In quattro giornate si svolge a Venezia la discussione tra tre personaggi: Filippo Salviati, portavoce dello scienziato toscano, che sostiene le tesi copernicane basandosi su rigorosi ragionamenti logici, Giovan Francesco Sagredo, entusiastico sostenitore delle idee copernicane spesso frenato nella sua esaltazione dal Salviati stesso e Simplicio, filosofo aristotelico, incarnazione di quegli acritici assertori del “principio di autorità” tanto deprecato da Galilei.
La gerarchia ecclesiastica temeva che il metodo sperimentale di Galileo potesse in qualche modo mettere in discussione la verità dei dogmi assoluti sui quali è fondata la fede.
Sebbene credente convinto, Galileo asserisce la supremazia della natura, libro scritto da Dio, rispetto alle affermazioni contenute nella Bibbia: se le sacre scritture necessitano di venir interpretate, la natura è invece chiarissima nelle sue manifestazioni libera dal pericolo di fraintendimenti.
Nel 1633 il libro viene posto sotto sequestro e Galileo intimato a presentarsi di fronte al Sant’Uffizio.
D come Discorsi: Nel 1638 Galileo pubblica il suo capolavoro scientifico: “Discorsi e dimostrazioni matematiche intorno a due nuove scienze”.
In questo testo viene abbandonato il tono ironico e polemico del “Dialogo sopra i due massimi sistemi del mondo” in favore di una trattazione più strettamente scientifica.
Anche il carattere divulgativo dei “Dialoghi” viene messo da parte per cedere il passo ad un lavoro indirizzato alla comunità scientifica internazionale; d’altronde dopo l’abiura e la condanna patita è presumibile che l’ormai anziano scienziato non volesse avere più avere a che fare con il tribunale del Sant’Uffizio e l’intento di evitare la censura ecclesiastica è confermato dal fatto che l’opera venne pubblicata a Leida in Olanda.
In comune con “I dialoghi” il testo ha la forma dialogica e la divisione in quattro giornate (anche se ne furono aggiunte altre due postume): le prime due dedicate alla definizione della “scienza nuova” ed alla resistenza dei materiali,  le altre due all’esposizione dei risultati sullo studio del moto e lo studio del moto dei proietti (con l’inserimento del testo in latino “De motu”, scritto in gioventù).

★ ★ ★ ★ ★

Compiti da svolgere —
1) Trascrivi dall'estratto su Galileo tutto il passo che va da "Nel 1633 il" giù fino a "Leida in Olanda.".
2) In base all'estratto su Galileo, spiega in una-tre frasi perché i "Discorsi e dimostrazioni matematiche intorno a due nuove scienze" vennero pubblicati a Leida, in Olanda.

★ ★ ★ ★ ★

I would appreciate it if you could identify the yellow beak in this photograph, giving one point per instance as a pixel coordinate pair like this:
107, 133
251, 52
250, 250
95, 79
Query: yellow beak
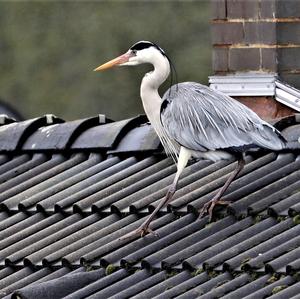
114, 62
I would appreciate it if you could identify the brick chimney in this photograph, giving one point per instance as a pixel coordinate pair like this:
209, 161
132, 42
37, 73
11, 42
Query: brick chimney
255, 42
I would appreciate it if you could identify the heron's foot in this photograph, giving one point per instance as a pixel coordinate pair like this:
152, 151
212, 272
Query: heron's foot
139, 232
209, 206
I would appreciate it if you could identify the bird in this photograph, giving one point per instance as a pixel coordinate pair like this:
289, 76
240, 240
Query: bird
194, 121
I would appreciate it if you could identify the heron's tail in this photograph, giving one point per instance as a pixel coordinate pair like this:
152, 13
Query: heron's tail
293, 145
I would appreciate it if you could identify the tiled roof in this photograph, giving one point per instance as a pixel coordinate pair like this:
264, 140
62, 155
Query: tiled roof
69, 190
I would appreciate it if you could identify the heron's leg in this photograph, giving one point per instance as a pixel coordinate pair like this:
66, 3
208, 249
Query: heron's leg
143, 229
209, 206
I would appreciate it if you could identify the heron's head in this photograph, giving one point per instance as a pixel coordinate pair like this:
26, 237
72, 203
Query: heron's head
141, 52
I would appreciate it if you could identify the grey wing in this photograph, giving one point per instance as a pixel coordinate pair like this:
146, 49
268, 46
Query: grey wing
200, 118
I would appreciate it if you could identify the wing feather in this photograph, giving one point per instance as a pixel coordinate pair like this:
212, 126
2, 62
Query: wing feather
200, 118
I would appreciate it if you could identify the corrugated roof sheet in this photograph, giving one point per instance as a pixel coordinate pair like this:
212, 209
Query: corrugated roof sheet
69, 191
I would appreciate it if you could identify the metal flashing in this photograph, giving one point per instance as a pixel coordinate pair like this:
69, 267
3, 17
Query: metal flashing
287, 95
244, 84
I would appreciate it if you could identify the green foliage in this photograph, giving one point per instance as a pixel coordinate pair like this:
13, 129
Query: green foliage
49, 49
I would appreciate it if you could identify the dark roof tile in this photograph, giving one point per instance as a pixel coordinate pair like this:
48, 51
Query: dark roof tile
60, 136
14, 135
68, 206
139, 139
106, 136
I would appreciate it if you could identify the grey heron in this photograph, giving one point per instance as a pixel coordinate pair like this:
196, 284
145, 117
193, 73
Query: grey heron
193, 120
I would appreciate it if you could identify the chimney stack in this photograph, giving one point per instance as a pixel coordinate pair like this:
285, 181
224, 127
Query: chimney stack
256, 41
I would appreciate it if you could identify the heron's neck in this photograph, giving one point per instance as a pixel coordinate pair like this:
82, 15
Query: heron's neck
149, 89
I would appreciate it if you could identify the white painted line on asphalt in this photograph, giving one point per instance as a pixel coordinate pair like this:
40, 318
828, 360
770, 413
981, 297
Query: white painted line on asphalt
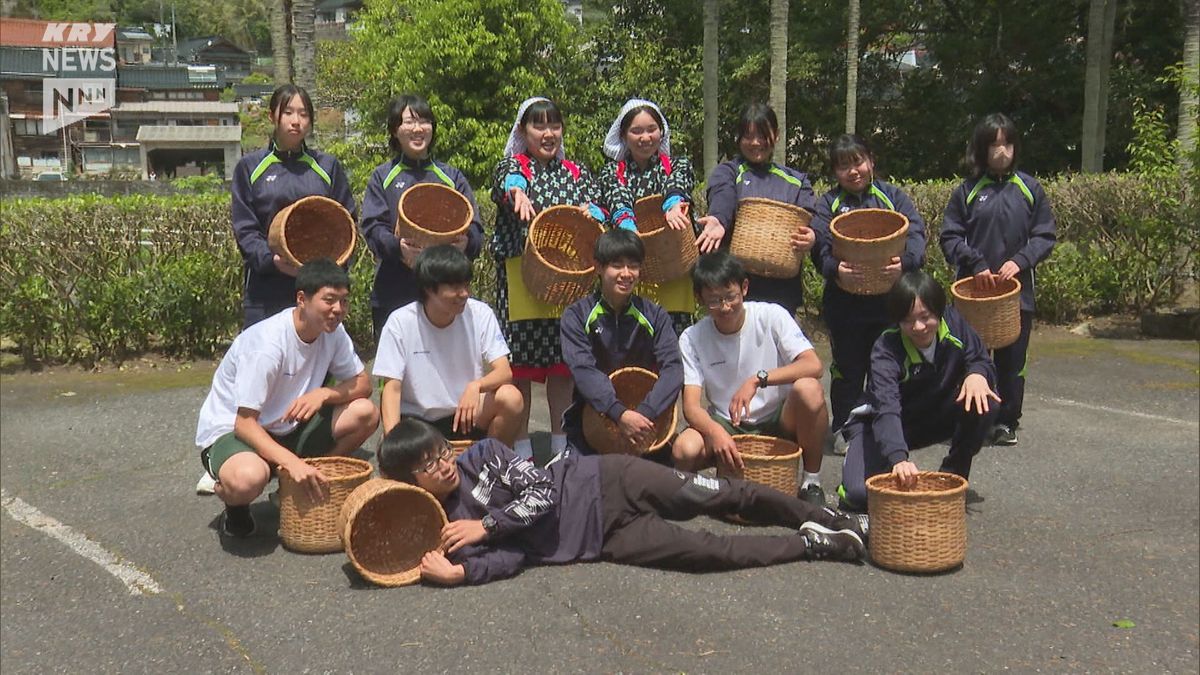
137, 581
1122, 411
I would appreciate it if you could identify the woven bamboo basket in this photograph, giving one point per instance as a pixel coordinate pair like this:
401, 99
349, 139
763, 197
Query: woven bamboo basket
558, 267
923, 529
670, 254
633, 384
312, 529
310, 228
762, 238
387, 526
995, 314
431, 214
871, 238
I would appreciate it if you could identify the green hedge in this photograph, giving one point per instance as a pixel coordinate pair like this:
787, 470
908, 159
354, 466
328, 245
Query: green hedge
91, 278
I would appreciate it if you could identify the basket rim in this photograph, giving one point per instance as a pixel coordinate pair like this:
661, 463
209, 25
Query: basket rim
957, 296
874, 484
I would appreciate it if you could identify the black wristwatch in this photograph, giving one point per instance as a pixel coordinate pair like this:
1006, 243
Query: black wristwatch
762, 378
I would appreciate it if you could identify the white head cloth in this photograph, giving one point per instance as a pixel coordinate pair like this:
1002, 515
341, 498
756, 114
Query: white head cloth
613, 143
516, 143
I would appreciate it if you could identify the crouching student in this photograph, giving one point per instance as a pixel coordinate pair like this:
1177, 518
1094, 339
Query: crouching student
930, 381
615, 328
507, 514
759, 372
268, 410
432, 356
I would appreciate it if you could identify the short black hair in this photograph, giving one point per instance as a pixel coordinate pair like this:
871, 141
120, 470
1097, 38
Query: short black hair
402, 449
420, 108
757, 117
909, 288
849, 148
321, 273
543, 112
441, 264
985, 135
717, 270
616, 244
285, 94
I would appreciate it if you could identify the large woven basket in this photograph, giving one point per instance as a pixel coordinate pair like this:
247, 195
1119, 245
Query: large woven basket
995, 314
310, 228
631, 384
871, 238
431, 214
923, 529
670, 254
312, 529
762, 238
558, 266
387, 526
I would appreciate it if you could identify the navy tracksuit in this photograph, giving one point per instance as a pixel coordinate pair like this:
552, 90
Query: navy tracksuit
856, 321
910, 404
264, 183
394, 284
738, 179
988, 222
597, 340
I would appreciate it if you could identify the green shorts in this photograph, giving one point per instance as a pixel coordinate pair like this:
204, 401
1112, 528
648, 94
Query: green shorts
767, 426
312, 438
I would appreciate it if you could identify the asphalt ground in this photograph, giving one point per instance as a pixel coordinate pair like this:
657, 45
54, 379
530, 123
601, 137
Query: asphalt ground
111, 563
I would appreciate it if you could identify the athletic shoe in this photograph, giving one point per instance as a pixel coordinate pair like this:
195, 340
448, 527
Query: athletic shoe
811, 494
1003, 435
832, 544
205, 485
238, 521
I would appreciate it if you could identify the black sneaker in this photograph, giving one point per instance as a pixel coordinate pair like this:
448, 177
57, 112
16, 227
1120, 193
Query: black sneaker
811, 494
832, 544
1003, 435
238, 521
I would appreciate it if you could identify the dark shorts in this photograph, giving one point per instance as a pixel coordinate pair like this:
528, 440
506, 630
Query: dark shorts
312, 438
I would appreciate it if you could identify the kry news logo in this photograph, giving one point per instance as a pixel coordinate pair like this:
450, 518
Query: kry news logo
77, 48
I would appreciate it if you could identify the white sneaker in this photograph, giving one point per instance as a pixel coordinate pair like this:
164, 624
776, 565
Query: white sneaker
205, 485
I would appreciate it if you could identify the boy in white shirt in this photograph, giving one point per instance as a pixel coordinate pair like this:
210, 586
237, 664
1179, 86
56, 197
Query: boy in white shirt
432, 356
759, 372
268, 407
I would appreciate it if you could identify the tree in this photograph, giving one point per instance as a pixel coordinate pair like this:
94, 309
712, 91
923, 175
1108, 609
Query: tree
1101, 17
779, 73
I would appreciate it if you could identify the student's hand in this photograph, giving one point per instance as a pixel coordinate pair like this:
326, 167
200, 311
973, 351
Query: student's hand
311, 479
468, 407
521, 204
283, 267
408, 252
803, 239
739, 405
636, 428
437, 569
976, 390
677, 216
1008, 270
303, 408
462, 533
905, 473
711, 236
985, 280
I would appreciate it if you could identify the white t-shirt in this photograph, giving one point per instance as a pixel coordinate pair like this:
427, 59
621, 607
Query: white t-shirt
268, 368
436, 364
721, 363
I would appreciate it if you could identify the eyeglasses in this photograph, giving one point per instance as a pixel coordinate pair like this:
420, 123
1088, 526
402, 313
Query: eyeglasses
431, 464
727, 302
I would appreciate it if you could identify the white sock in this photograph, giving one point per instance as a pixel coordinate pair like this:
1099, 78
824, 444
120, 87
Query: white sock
557, 443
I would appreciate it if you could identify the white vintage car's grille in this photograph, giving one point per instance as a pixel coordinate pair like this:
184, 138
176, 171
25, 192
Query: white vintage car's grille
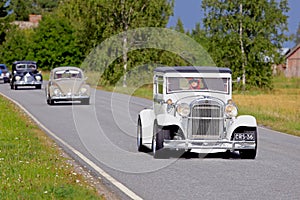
207, 120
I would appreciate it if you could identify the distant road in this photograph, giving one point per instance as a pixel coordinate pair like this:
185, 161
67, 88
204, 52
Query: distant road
103, 137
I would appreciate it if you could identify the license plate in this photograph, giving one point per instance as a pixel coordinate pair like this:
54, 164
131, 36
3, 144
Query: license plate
244, 136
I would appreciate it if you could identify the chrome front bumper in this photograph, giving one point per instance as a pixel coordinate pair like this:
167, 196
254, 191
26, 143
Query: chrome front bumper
209, 144
69, 98
27, 83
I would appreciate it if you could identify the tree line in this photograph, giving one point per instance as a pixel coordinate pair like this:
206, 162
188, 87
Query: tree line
245, 36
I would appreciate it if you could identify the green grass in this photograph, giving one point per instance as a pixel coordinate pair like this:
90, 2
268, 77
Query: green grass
31, 165
278, 109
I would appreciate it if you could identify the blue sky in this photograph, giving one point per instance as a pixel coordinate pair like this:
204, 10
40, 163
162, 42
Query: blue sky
190, 13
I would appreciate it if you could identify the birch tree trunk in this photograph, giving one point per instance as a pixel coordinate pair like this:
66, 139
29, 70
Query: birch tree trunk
242, 48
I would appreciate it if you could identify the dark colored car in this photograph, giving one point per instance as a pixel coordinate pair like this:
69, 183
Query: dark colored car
4, 74
25, 73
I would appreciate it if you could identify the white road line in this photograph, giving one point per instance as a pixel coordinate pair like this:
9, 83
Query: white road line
116, 183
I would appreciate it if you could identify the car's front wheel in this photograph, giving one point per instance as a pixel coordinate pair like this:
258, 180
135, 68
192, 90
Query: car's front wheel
85, 101
50, 101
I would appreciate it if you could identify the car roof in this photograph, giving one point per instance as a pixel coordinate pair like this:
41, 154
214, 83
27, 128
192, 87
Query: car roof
192, 69
66, 68
25, 62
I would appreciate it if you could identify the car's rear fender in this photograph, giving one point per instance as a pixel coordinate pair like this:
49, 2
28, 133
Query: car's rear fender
242, 121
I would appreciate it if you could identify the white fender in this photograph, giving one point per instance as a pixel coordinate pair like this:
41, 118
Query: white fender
147, 117
243, 120
167, 120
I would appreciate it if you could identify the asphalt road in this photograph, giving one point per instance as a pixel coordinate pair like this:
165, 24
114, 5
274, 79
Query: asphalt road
105, 133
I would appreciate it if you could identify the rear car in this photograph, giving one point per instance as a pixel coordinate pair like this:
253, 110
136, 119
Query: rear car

★ ★ ★ ★ ★

Soluzioni dei compiti —
1)
Nel 1633 il libro viene posto sotto sequestro e Galileo intimato a presentarsi di fronte al Sant’Uffizio.
D come Discorsi: Nel 1638 Galileo pubblica il suo capolavoro scientifico: “Discorsi e dimostrazioni matematiche intorno a due nuove scienze”.
In questo testo viene abbandonato il tono ironico e polemico del “Dialogo sopra i due massimi sistemi del mondo” in favore di una trattazione più strettamente scientifica.
Anche il carattere divulgativo dei “Dialoghi” viene messo da parte per cedere il passo ad un lavoro indirizzato alla comunità scientifica internazionale; d’altronde dopo l’abiura e la condanna patita è presumibile che l’ormai anziano scienziato non volesse avere più avere a che fare con il tribunale del Sant’Uffizio e l’intento di evitare la censura ecclesiastica è confermato dal fatto che l’opera venne pubblicata a Leida in Olanda.

2) Dopo l'abiura e la condanna subite, l'ormai anziano Galileo presumibilmente non voleva avere più a che fare con il tribunale del Sant'Uffizio. La pubblicazione a Leida conferma l'intento di evitare la censura ecclesiastica.